**Assignment**
Find how many lines of the following entries contain "dark". Reply with the number alone.

**Information shown**
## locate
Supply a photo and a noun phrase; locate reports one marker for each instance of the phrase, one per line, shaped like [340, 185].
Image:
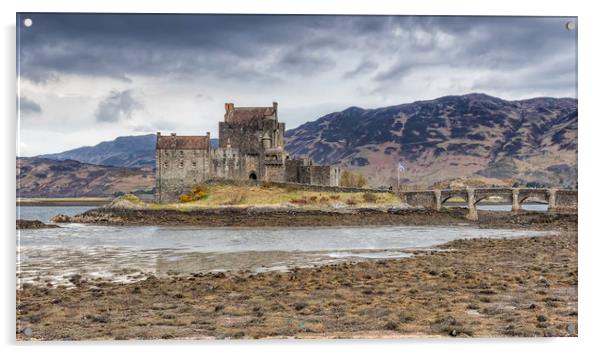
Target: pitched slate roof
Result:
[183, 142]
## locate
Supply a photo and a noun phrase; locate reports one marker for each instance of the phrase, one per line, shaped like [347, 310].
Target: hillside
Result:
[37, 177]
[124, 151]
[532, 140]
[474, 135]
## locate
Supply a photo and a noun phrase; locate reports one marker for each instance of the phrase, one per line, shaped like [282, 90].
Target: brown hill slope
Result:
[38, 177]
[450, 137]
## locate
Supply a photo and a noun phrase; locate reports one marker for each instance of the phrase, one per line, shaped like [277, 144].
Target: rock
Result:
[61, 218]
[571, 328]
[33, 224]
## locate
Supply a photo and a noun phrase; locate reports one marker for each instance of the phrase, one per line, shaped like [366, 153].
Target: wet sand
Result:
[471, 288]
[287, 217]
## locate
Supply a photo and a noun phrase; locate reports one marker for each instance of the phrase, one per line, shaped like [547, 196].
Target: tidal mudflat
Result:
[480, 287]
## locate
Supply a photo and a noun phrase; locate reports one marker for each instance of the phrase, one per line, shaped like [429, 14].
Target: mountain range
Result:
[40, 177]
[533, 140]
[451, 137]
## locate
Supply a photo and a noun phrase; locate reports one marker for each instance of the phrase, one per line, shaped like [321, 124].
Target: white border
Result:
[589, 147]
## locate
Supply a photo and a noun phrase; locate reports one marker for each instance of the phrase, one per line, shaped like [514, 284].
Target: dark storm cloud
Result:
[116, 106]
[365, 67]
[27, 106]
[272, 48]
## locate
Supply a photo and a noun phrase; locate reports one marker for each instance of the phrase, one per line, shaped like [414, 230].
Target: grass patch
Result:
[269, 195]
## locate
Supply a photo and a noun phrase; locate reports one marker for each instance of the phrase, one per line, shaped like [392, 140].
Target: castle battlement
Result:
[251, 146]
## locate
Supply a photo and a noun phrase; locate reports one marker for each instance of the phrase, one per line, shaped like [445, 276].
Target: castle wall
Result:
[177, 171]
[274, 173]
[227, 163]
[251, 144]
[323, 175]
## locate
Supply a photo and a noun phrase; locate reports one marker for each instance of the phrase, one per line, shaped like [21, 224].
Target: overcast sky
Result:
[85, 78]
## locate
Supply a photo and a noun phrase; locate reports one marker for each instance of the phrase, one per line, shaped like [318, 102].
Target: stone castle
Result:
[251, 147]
--
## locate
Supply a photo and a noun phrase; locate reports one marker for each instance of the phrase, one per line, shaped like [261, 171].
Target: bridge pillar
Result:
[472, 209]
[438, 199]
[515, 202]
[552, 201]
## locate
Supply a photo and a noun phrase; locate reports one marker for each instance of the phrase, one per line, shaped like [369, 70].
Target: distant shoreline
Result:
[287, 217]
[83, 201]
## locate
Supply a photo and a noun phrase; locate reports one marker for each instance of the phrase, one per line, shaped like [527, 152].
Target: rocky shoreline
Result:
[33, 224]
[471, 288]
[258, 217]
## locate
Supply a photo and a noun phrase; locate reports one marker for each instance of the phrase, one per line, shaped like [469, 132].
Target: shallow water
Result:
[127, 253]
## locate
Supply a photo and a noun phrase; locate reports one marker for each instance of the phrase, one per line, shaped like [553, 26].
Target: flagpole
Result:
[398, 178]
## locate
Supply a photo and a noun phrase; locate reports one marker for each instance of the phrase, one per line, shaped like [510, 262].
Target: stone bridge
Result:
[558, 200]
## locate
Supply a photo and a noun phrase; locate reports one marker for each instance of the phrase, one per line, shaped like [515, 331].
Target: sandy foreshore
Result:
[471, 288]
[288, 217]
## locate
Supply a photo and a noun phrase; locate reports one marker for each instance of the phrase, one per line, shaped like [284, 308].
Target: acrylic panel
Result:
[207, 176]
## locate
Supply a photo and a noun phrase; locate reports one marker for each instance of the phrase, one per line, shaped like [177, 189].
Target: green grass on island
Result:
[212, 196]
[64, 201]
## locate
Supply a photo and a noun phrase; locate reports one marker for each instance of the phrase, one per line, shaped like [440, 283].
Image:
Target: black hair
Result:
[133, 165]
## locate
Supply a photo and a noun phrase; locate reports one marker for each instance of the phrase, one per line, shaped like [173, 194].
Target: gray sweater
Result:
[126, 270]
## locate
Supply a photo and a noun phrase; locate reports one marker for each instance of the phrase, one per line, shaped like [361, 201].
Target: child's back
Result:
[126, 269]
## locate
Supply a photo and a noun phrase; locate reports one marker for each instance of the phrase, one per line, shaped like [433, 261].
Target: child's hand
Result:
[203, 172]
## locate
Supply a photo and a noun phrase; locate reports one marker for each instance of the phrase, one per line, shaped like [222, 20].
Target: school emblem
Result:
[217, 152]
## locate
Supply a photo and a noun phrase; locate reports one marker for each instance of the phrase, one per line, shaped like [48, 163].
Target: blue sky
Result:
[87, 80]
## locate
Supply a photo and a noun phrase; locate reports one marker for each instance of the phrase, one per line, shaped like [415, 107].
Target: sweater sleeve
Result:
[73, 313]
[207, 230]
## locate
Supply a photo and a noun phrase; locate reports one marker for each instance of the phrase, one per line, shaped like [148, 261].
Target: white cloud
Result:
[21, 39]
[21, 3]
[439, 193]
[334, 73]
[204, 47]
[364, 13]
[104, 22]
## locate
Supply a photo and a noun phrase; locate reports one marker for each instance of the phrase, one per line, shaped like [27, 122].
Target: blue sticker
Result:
--
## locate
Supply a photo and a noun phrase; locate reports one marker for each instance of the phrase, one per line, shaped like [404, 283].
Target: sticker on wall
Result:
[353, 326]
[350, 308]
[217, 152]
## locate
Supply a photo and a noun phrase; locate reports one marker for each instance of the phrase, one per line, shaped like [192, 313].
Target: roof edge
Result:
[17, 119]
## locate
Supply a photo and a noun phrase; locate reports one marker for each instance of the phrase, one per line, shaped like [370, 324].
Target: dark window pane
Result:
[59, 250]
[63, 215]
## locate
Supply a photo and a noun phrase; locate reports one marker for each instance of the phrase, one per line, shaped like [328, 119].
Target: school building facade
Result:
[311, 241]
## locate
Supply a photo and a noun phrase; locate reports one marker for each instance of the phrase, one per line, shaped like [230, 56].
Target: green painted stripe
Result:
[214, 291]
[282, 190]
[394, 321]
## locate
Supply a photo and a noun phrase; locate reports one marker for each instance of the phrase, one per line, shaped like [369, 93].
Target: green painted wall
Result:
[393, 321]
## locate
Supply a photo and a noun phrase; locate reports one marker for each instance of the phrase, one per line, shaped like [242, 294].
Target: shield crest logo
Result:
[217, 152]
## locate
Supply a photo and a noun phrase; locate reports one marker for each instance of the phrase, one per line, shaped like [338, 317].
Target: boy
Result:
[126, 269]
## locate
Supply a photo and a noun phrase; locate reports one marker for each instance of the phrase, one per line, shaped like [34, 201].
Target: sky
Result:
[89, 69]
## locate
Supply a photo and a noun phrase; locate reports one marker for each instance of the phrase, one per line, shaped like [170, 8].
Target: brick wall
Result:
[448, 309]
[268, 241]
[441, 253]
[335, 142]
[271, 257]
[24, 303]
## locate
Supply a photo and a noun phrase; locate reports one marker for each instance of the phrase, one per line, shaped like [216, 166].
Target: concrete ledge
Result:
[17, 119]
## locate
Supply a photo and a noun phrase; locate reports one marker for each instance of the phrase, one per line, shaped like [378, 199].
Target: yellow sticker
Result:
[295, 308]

**Task response**
2